What you need to do: Could you retype every entry below exactly as written?

:: Exercise material ::

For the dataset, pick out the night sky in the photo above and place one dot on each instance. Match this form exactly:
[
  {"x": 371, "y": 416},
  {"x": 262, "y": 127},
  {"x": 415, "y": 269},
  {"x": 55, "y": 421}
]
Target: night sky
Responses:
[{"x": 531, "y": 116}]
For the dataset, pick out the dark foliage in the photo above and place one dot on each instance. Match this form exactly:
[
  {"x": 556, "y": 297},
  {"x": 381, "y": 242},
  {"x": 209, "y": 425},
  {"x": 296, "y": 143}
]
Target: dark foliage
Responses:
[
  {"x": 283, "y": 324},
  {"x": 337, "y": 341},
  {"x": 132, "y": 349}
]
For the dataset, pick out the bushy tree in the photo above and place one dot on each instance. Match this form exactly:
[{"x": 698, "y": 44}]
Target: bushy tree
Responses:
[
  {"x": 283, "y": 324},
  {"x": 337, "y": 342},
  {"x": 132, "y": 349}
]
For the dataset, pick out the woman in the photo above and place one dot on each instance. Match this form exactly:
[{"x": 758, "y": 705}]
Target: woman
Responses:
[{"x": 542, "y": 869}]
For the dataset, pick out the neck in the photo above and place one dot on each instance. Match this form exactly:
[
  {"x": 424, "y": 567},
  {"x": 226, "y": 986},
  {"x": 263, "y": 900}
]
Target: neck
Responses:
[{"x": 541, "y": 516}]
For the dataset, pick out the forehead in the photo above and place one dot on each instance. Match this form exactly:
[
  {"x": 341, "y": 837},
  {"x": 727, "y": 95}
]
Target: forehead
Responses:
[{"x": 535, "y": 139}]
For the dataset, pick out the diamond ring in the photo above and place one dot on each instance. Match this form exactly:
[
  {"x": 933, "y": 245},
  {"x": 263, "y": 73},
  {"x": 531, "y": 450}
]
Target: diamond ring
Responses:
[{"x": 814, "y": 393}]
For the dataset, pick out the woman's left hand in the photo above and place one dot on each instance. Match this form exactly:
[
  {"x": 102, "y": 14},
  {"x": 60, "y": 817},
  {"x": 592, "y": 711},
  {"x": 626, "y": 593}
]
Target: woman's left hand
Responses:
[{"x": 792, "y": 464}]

:::

Exercise result:
For the dataset, pick out the night sky in the photo above and place one dot on each instance. Match this form exactly:
[
  {"x": 371, "y": 416},
  {"x": 262, "y": 127},
  {"x": 415, "y": 269},
  {"x": 55, "y": 421}
]
Target: night sky
Responses:
[{"x": 531, "y": 116}]
For the dataset, pick out the dark foliage in the photo above and place one dot on each instance. Match this form exactly:
[
  {"x": 556, "y": 297},
  {"x": 381, "y": 242},
  {"x": 209, "y": 425},
  {"x": 296, "y": 143}
]
Target: dark foliage
Responses:
[
  {"x": 283, "y": 324},
  {"x": 337, "y": 341},
  {"x": 132, "y": 349}
]
For the dataset, pick out the bushy tree in the photo above and place one dot on each instance. Match this form exactly:
[{"x": 698, "y": 44}]
Target: bushy tree
Responses:
[
  {"x": 283, "y": 324},
  {"x": 337, "y": 342},
  {"x": 132, "y": 349}
]
For the dataset, pick out the woman in the photo above and place one dot on each instance. Match this form exactly:
[{"x": 758, "y": 705}]
Target: woman
Responses:
[{"x": 542, "y": 869}]
For the dataset, pick out the neck in the photo above and place one dot on each instance. Match this form exactly:
[
  {"x": 424, "y": 567},
  {"x": 226, "y": 986},
  {"x": 263, "y": 900}
]
Target: neck
Responses:
[{"x": 541, "y": 516}]
For the dataset, pick out the forehead in the photo above and place one dot on each instance. Match this form exactly:
[
  {"x": 341, "y": 837},
  {"x": 727, "y": 95}
]
Target: forehead
Responses:
[{"x": 535, "y": 139}]
For the dataset, pick out the diamond ring in the photo above and place one dot on each instance. Match this form exactly:
[
  {"x": 933, "y": 245},
  {"x": 263, "y": 73},
  {"x": 531, "y": 450}
]
Target: diamond ring
Responses:
[{"x": 814, "y": 393}]
For the dataset, pick out the woman's left hand in the photo above and place one dot on each instance. Match this form exactly:
[
  {"x": 102, "y": 14},
  {"x": 60, "y": 817},
  {"x": 592, "y": 711},
  {"x": 626, "y": 593}
]
Target: woman's left hand
Responses:
[{"x": 792, "y": 464}]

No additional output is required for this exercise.